* [To-do list]:
• a. Reproduce verbatim the stretch of the forum post about introducing chicks to a dust bath from "How early to" through "it's just scattered!).".
• b. According to the forum post about introducing chicks to a dust bath, what four ingredients went into the dust bath mixture, and in what proportion?

── Source passage ──

How early to introduce a dust bath to chicks?


8 Years
Aug 13, 2011
West Georgia
My habit with my chicks is to pour out the last of the crumbles in the feeder and refill it after cleaning with new feed. The 3 week old chicks love to scratch the poured feed in the brooder and devour it (or maybe it's just scattered!).

In the last 2 days, 2 chicks have been trying to take dust baths in the poured crumbles. Super funny.

I mixed up a dust bath based on recommendations here and elsewhere (1:1:1:1 of food grade DE, ashes, sand, and dust) in a shallow container. They are all afraid of it so far...after all, they looked at a slice of watermelon for hours before trying it, but I'm not sure if I should just leave it or try a few hours a day.

Funny story I have to tell you...when I introduced the first watermelon slice, they looked at it from afar, literally staring at it intermittently and seemingly forever. My absolute favorite part though was the "run bys". This is when a brave chick would stare at the watermelon, and suddenly and frantically run past the watermelon slice, almost to see if it would be chased. Love this new chicken keeping.

───
── Dataset rows ──

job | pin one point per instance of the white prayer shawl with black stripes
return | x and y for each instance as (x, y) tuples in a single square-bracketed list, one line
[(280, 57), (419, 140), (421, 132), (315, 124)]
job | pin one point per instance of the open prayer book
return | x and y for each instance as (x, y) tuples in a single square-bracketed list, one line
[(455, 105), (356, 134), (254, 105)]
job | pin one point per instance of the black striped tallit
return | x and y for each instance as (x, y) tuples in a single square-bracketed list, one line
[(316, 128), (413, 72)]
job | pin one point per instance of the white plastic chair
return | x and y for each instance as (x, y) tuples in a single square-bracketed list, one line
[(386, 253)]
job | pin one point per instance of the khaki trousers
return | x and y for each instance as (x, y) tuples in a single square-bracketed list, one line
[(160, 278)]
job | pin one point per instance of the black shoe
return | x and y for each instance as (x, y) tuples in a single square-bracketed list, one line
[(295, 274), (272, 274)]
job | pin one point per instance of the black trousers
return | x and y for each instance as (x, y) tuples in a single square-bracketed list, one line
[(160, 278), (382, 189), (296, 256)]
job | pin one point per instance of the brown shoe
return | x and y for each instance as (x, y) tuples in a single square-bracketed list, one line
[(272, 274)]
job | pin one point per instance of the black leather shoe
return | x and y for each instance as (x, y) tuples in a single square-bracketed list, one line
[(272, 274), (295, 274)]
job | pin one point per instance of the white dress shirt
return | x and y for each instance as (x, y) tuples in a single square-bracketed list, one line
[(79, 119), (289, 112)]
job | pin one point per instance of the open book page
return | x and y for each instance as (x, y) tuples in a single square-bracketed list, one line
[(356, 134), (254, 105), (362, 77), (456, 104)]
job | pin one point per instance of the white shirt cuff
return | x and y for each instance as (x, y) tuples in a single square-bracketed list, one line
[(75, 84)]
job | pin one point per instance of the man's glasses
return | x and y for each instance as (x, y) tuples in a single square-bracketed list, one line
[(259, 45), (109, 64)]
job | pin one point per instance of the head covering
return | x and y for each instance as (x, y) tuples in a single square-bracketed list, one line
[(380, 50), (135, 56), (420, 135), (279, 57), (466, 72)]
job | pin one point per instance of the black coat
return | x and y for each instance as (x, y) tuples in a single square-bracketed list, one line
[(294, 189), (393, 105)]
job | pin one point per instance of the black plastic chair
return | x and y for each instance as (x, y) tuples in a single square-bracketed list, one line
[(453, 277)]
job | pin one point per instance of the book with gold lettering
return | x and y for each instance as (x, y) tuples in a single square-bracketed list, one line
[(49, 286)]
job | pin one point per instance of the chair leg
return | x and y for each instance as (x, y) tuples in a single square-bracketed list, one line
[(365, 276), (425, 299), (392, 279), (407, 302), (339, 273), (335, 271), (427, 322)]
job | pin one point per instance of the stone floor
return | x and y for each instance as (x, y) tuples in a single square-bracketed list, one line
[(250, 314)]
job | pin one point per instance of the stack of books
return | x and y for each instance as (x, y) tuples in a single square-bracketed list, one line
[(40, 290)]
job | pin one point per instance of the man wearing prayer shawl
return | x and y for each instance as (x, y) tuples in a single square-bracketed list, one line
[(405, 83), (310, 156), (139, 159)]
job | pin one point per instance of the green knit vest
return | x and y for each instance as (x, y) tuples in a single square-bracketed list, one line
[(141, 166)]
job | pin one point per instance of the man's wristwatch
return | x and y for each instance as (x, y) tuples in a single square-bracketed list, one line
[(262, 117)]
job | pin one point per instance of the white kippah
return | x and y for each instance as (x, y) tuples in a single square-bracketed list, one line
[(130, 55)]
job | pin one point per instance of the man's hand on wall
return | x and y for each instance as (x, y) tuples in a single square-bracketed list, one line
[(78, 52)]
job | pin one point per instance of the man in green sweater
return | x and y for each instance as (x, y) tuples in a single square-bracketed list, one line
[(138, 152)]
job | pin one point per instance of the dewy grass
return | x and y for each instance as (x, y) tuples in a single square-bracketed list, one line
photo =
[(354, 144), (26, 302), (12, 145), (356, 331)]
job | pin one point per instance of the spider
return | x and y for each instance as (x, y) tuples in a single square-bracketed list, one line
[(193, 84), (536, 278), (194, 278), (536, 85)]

───

* [Solutions to the problems]:
• a.
How early to introduce a dust bath to chicks?


8 Years
Aug 13, 2011
West Georgia
My habit with my chicks is to pour out the last of the crumbles in the feeder and refill it after cleaning with new feed. The 3 week old chicks love to scratch the poured feed in the brooder and devour it (or maybe it's just scattered!).

• b. Food grade DE, ashes, sand, and dust, in equal parts (1:1:1:1).